◆ 节选文本
# # # #

深入了解 Mixpanel 的产品之旅 | Vijay Iyengar
核心产品的投资陷阱
Vijay Iyengar: 对我们当时来说,问题在于我们把人员从核心产品的投入中抽调出去,去做那些其他事情。我们调动了人员,对吧?其中的陷阱在于,你会让自己的核心产品面临被颠覆的风险,因为其他人可能会在核心领域投入超过你。因此,如果你是某种核心产品的领导者,我们这里的经验教训是,你应该继续在核心领域投入超过其他所有人,然后将从该核心领域产生的利润投入到下一个冒险项目中。投入利润而不是人员,或者风险投资,这大概是利润的净现值(net present value)之类的东西。但不要把人员从核心领域抽调去做这些其他事情,因为那样你最终会分散精力。

# # # #

◆ 练习题目 1
按节选文本的说法,核心产品的领导者应该把什么投到下一个冒险项目里?
◆ 练习题目 2
把节选文本访谈正文里带"核心"两个字的句子都找出来,按原文顺序列出。

# # # #

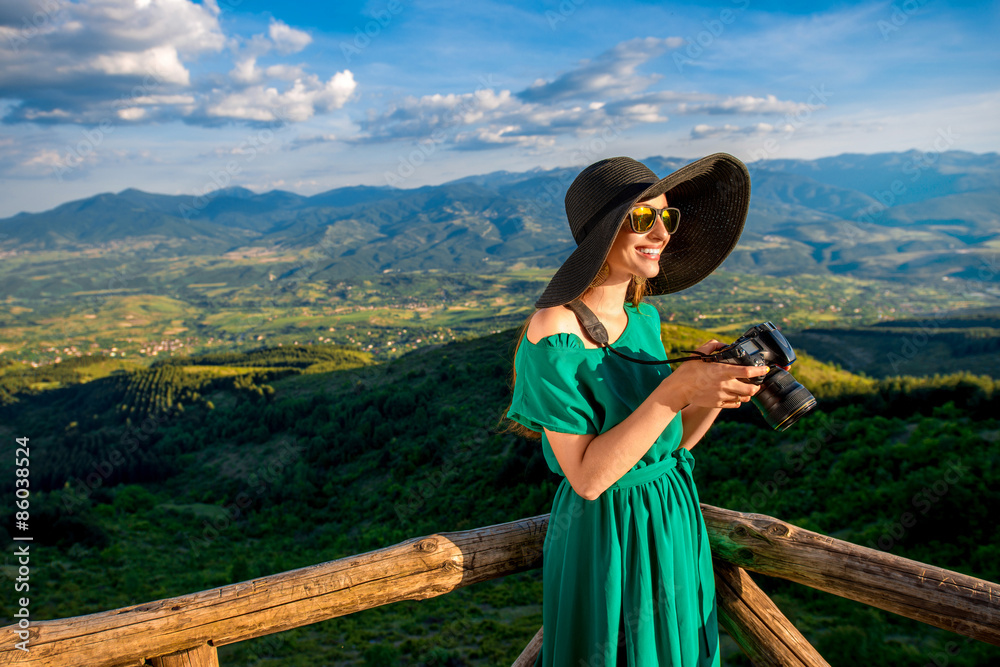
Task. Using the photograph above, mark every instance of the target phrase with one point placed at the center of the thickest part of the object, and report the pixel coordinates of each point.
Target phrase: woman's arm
(592, 463)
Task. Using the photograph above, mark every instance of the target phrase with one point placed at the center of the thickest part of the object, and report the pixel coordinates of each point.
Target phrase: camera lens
(782, 399)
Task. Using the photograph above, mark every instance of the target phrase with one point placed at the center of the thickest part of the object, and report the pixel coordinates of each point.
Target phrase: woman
(627, 570)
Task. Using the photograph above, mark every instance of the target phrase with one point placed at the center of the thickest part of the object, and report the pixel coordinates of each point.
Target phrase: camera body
(761, 345)
(782, 400)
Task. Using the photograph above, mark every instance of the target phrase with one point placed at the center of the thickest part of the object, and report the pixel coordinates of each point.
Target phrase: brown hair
(634, 293)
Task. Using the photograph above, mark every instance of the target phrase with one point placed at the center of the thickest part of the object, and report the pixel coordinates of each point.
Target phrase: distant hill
(910, 216)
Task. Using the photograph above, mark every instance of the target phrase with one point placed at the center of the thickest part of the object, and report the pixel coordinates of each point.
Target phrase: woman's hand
(715, 385)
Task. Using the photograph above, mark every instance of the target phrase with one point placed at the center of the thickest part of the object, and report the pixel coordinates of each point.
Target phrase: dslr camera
(781, 399)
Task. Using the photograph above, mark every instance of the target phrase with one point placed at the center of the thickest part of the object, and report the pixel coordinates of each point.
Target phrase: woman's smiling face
(639, 254)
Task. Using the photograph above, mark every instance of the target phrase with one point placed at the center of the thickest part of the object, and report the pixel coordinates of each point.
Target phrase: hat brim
(713, 195)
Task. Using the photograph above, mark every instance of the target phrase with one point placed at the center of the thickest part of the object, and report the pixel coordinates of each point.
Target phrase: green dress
(627, 577)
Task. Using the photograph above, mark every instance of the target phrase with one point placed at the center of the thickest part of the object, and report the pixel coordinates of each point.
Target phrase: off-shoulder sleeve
(552, 386)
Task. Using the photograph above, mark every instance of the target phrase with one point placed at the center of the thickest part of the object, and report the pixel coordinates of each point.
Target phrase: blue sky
(179, 97)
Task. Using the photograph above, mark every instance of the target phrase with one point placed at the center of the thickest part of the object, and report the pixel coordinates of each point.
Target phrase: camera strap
(598, 333)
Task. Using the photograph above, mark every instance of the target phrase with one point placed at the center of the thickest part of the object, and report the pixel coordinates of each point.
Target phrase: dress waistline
(681, 456)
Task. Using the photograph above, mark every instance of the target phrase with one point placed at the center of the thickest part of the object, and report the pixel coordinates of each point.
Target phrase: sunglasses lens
(643, 218)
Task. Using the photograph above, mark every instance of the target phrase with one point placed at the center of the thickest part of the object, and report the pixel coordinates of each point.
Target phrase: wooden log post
(932, 595)
(753, 620)
(749, 616)
(530, 652)
(202, 656)
(417, 569)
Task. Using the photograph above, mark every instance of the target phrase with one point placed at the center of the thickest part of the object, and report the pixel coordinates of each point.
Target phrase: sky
(182, 97)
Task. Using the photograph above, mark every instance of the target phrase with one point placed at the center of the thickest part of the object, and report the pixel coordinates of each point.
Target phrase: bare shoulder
(551, 321)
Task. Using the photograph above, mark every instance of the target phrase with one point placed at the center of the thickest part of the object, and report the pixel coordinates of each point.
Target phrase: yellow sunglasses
(642, 218)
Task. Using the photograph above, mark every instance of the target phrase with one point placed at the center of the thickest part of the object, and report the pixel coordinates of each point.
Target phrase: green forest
(207, 470)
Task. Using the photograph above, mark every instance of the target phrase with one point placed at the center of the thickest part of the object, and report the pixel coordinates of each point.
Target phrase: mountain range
(910, 215)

# # # #

◆ 完整答案 1
从核心领域产生的利润。

◆ 完整答案 2
1. 对我们当时来说,问题在于我们把人员从核心产品的投入中抽调出去,去做那些其他事情。
2. 其中的陷阱在于,你会让自己的核心产品面临被颠覆的风险,因为其他人可能会在核心领域投入超过你。
3. 因此,如果你是某种核心产品的领导者,我们这里的经验教训是,你应该继续在核心领域投入超过其他所有人,然后将从该核心领域产生的利润投入到下一个冒险项目中。
4. 但不要把人员从核心领域抽调去做这些其他事情,因为那样你最终会分散精力。